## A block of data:
--- --- ---

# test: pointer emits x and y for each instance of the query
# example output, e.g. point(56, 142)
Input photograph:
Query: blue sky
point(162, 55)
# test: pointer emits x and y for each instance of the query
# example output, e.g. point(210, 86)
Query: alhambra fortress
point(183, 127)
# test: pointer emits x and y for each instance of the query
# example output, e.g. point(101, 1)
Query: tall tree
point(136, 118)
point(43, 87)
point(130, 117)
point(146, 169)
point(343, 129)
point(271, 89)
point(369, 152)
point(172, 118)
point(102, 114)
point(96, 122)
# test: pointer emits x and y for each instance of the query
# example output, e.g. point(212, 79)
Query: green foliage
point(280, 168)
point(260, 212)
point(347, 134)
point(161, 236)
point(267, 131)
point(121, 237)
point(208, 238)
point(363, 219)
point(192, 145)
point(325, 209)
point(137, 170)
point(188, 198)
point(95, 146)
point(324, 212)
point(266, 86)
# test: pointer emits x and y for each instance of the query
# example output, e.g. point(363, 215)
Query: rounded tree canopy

--- --- ---

## Given exercise:
Please print every row in the block above again, word for word, keeping each line as it is.

## Solution to the exercise:
# test: pointer emits x and y for each instance of the query
# example output, e.g. point(56, 142)
Input photograph:
Query: blue sky
point(162, 55)
# test: pointer emits x and y for each instance of the query
# example output, e.g. point(210, 86)
Query: alhambra fortress
point(183, 127)
# test: pointer emits x and y for each instance of the query
# example output, e.g. point(101, 1)
Query: tall tree
point(136, 118)
point(43, 87)
point(130, 117)
point(146, 169)
point(343, 129)
point(271, 89)
point(369, 152)
point(172, 118)
point(102, 114)
point(96, 122)
# test: pointer emits x and y for each instance of the query
# example output, e.g. point(212, 79)
Query: green foliage
point(280, 168)
point(260, 212)
point(347, 134)
point(161, 236)
point(267, 131)
point(121, 237)
point(208, 238)
point(363, 219)
point(192, 145)
point(325, 209)
point(137, 170)
point(188, 198)
point(95, 146)
point(324, 212)
point(266, 86)
# test: pointer emits x and y for each instance of the query
# example output, e.g. point(363, 215)
Query: rounded tree canopy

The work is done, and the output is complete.